──────── EXCERPT

Mar 12

The Jordan Pass (Destinations: Amman, Jerash, Crusader Castles)

Traveled June, 2016

In late 2015, Jordan developed a product to boost their fledgling tourism industry – The Jordan Pass.  There are 3 variations in price of the Jordan Pass, with the only difference being the number of days you were allowed in Petra (1, 2, or 3 days).  In addition to Petra, the pass gave us entry into 40 different sites of Jordan a visa into Jordan assuming we stayed at least 3 days.  This pass was an incredible deal.

I ordered the pass online and was mailed a pdf document with a UPC code.  We printed these so they’d be ready at the border.  We chose to cross from Israel at the northern border as this was the one border we could get a visa on arrival.  The borders near Jerusalem and Eliat were requiring visas were obtained before the border.  We caught the bus in Nazareth and it was super easy to cross over the Jordan river one last time:

And get to the Jordanian border and eventually on to Amman.  We were the only non-Arab passengers on the bus.  On the Israeli side, we paid an exit tax and (unfortunately) got an exit stamp.  I say unfortunately because there are several countries of the world that don’t recognize Israel as a country and don’t allow entrance to anyone who has an Israeli passport or stamp.  We hopped on the bus and headed over to Jordan immigration. We flashed our Jordan Passes and our passports were stamped with a strange sticker placed over the stamp to disguise it.

In Amman, we took advantage of the two sites that were on the Jordan pass.  First we stopped at the coliseum.

Next we climbed the hill through some residential streets, stairs, and alleys to the old city of Philadelphia.

────────────────

**WHAT IS BEING ASKED:**
Can you resume the travel post about the Jordan Pass, writing on from its last sentence about climbing to the old city of Philadelphia?

──────── RECORDS

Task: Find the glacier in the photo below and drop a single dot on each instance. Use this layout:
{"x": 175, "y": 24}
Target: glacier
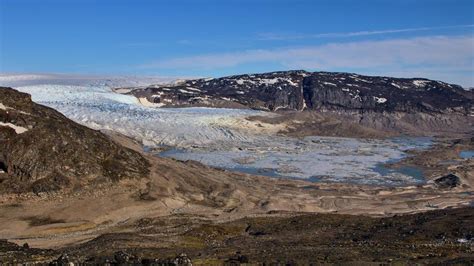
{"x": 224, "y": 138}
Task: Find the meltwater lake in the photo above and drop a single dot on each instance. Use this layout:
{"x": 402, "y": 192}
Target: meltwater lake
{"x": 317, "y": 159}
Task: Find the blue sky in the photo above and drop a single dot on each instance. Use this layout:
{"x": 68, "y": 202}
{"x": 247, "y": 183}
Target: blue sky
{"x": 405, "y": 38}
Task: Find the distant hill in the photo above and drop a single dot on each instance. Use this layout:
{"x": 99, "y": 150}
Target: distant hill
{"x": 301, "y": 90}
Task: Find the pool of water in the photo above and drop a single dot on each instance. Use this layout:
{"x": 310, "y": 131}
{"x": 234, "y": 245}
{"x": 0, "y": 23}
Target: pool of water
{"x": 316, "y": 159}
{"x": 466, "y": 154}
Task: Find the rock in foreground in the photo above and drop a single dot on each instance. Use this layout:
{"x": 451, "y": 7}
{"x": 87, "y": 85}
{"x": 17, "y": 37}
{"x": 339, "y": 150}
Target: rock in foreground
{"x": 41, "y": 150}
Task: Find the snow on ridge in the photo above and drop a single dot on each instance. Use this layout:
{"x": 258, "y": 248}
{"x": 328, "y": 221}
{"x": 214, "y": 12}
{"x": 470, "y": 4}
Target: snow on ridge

────────────────

**ANSWER TO THE EXERCISE:**
On the second day in Jordan, we had arranged a driver from the owner of the Tower Hotel.  The driver took my friend, myself, and a solo traveler from Taiwan on a full day ride down to Petra via the scenic and slower King’s Highway.  This was an alternative to the much faster, less scenic Queen’s Highway.  We first stopped in Madaba to see the mosaics at the greek church.  This church was not on the Jordan pass, but only cost $1 JD to enter.

Then we drove farther south to visit the Crusader castle in Karak.  This castle was famous for some very brutal crusaders.

Even further south we had some amazing views of the dead sea, valleys, and Bedouins.

Our final stop that day was at Shobak Castle, another castle that accepted the Jordan Pass.

 

We spent the next 3 nights and 2 days in Petra, as covered by the Jordan Pass.

And then Wadi Rum national park, also covered by the Jordan Pass.

There was little in Aqaba covered by the pass, only a ruined castle.

And finally we caught one bus from Aqaba to Amman, via the Queens highway.  The Trabadour bus stop was also the bus stop for buses headed to Jerash, so we easily found a bus that left in a few minutes.  After a couple hours, we were dropped in Jerash.  As we had quite a few hours before we needed to catch a taxi to the airport, we stored our bags at the hotel that was opposite the Jerash gate.  The proprietor there was such a good guy.  We offered him money to watch our bags but he wouldn’t accept any.  He also let us use the clean restrooms.  The hotel was empty.  Problems of the world has really taken it’s toll on tourism here.

We decided to head to the Lebanese restaurant listed in the Lonely Planet.  It was only a 1 km walk south of the center but before the walk, I had bought a cheap bottle of Diet Pepsi from a shop as we hadn’t had much to drink all day and the sun was scorching.  And then the scariest thing that happened after 2 and a half weeks in Israel, Palestine, and Jordan.  There were people camping by the side of the road and loads of children came running and tugging on our limbs, clothes, purses, etc.  I’m pretty sure they were both panhandling and looking for an easy way to pick-pocket.  Some local guys yelled at the kids and they ran away.  I did some research on this later and I’m certain that they were Jordanian gypsies, a minority group that is poorly educated and discriminated against.  I felt kind of guilty eating at the Lebanese restaurant after that.  It was easily the most expensive restaurant we had visited on the whole trip.

Jerash ruins were covered in the Jordan Pass and well worth the effort to get there.  The site was quite empty when we visited in the late afternoon – probably only dozens of tourists in a very large complex.

Some of the temples contained interesting mosaics.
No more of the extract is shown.